_ENTRIES_.
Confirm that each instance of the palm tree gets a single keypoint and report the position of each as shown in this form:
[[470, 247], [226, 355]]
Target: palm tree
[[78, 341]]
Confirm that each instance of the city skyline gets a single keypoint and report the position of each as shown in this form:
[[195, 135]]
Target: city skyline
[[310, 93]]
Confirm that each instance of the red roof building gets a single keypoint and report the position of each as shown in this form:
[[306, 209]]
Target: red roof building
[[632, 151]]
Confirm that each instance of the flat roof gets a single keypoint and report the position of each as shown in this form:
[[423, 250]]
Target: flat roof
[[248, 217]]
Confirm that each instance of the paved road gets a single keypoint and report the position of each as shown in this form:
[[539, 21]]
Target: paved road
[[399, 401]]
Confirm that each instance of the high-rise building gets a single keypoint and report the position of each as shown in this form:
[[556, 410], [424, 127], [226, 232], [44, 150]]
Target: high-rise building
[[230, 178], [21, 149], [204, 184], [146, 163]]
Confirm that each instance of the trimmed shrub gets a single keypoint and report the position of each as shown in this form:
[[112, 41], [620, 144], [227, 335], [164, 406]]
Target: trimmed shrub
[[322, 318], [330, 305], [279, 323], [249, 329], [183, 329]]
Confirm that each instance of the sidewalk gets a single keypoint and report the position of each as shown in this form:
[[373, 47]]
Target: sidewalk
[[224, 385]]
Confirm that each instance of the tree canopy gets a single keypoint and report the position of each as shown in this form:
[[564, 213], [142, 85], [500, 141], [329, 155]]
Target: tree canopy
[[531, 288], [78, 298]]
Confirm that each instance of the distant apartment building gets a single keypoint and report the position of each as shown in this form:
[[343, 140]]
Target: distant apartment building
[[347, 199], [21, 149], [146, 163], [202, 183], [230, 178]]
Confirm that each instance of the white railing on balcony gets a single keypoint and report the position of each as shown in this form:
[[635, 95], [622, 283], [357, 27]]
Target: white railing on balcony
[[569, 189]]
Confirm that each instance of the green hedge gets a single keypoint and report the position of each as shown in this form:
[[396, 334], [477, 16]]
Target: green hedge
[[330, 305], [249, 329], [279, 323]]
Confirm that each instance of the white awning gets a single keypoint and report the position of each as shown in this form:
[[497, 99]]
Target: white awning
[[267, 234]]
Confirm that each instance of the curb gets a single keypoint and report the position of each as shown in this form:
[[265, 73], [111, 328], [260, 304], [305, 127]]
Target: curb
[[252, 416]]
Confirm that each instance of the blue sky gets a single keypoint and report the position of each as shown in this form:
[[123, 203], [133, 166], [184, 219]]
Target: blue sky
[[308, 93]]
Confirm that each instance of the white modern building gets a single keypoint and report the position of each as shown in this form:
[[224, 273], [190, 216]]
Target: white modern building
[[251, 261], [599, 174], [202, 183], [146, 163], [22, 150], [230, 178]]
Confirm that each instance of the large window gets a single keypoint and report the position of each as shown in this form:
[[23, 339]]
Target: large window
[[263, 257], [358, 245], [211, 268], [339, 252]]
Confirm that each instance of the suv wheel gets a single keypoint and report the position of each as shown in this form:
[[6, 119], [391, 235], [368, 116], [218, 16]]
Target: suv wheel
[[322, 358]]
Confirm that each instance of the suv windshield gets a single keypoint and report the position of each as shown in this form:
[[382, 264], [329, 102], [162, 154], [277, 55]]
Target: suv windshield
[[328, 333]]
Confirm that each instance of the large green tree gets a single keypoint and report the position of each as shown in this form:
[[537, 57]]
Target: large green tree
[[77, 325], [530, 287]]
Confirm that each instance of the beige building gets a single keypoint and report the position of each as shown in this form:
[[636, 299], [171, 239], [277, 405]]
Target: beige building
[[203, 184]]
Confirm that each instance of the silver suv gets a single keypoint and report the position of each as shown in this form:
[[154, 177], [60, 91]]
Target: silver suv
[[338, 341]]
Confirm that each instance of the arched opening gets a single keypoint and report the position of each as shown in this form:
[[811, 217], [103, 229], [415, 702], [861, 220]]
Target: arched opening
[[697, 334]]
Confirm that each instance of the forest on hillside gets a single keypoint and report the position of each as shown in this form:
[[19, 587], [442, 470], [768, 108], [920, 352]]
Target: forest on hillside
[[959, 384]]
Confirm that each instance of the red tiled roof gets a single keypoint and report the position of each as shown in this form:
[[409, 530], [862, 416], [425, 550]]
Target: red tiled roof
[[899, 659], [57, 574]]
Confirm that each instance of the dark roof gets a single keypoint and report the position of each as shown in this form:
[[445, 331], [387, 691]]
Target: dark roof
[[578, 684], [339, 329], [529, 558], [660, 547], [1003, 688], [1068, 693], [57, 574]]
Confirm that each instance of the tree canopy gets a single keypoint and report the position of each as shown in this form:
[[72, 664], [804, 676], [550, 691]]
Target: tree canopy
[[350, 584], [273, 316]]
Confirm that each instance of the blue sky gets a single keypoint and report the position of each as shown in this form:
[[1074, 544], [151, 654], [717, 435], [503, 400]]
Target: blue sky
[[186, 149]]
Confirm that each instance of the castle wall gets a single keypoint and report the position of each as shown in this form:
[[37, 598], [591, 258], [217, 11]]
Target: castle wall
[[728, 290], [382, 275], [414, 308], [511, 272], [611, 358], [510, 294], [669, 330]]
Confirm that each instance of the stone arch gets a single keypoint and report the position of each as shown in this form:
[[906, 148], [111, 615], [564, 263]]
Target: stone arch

_GOAL OF THE EXERCISE_. Swap "keypoint" for "marker" in the items between the lines holding "Confirm that each instance of the sidewalk" and "150], [230, 178]]", inclusive, and give those lines again with nothing else changed.

_ANSWER TO THIS PROBLEM_.
Confirm that each instance of the sidewalk gets a single marker and report the position of each as shown in this form:
[[373, 47]]
Target: sidewalk
[[224, 385]]
Confirm that each instance of the tree canopy gets a single marker and report the position of each as shown in this form:
[[564, 213], [142, 85], [500, 141], [329, 155]]
Target: tree canopy
[[531, 288], [78, 298]]
Confirm that each instance of the distant apartment building gets a single marker and report the position of each as shown in this form:
[[343, 140]]
Target: distant apartment building
[[347, 199], [21, 149], [146, 163], [202, 183], [230, 178]]
Confirm that each instance of the white railing on balcony gets a single marker and report the position of each as shown in this form:
[[635, 95], [622, 283], [357, 27]]
Target: white railing on balcony
[[569, 189]]
Confirm that each instance of the green hedge gets a single marker and report the position of each as shown in this form:
[[396, 334], [477, 16]]
Target: green hedge
[[330, 305], [249, 329], [279, 323]]
Confirm that each instance of the white awning gets a single marker and report the position of each as shown in this form:
[[497, 99]]
Target: white awning
[[267, 234]]
Confirm that each instance of the curb gets a single marker and report the position of each as shown in this form:
[[265, 73], [111, 328], [260, 304], [305, 127]]
Target: curb
[[252, 416]]
Confirm that each instance of the blue sky gets a single marker and report the position of each as shown in this form:
[[123, 203], [133, 166], [184, 219]]
Target: blue sky
[[308, 93]]
Confirm that each instance of the white modern building gets a single marker and report the position of each as shown in this form:
[[224, 273], [190, 216]]
Target: white modern building
[[251, 261], [599, 174], [202, 183], [146, 163], [22, 150], [230, 178]]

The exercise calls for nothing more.